Point-based annotation data
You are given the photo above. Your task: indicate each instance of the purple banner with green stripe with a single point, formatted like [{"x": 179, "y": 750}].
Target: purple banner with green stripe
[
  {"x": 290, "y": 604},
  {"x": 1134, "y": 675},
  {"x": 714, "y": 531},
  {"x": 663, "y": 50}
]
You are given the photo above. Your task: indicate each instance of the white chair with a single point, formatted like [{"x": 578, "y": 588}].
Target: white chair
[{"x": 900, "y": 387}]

Work to be completed:
Rescale the material by writing out every line again, requests included, with each x and y coordinate in the answers multiplied by 1.1 and rounded to the nearest whole number, halves rounding up. Leave the requests and their sample coordinates unchanged.

Worked solution:
You are given the photo above. Your task: indicate each instance of the purple banner with green stripe with a single point, formatted like [{"x": 179, "y": 750}].
Target: purple banner with green stripe
[
  {"x": 319, "y": 664},
  {"x": 1247, "y": 743},
  {"x": 785, "y": 584},
  {"x": 729, "y": 55}
]
You are given the photo above. Your task: indicate each instance of the white chair with a single point, formatted like [{"x": 578, "y": 588}].
Target: white chair
[{"x": 990, "y": 426}]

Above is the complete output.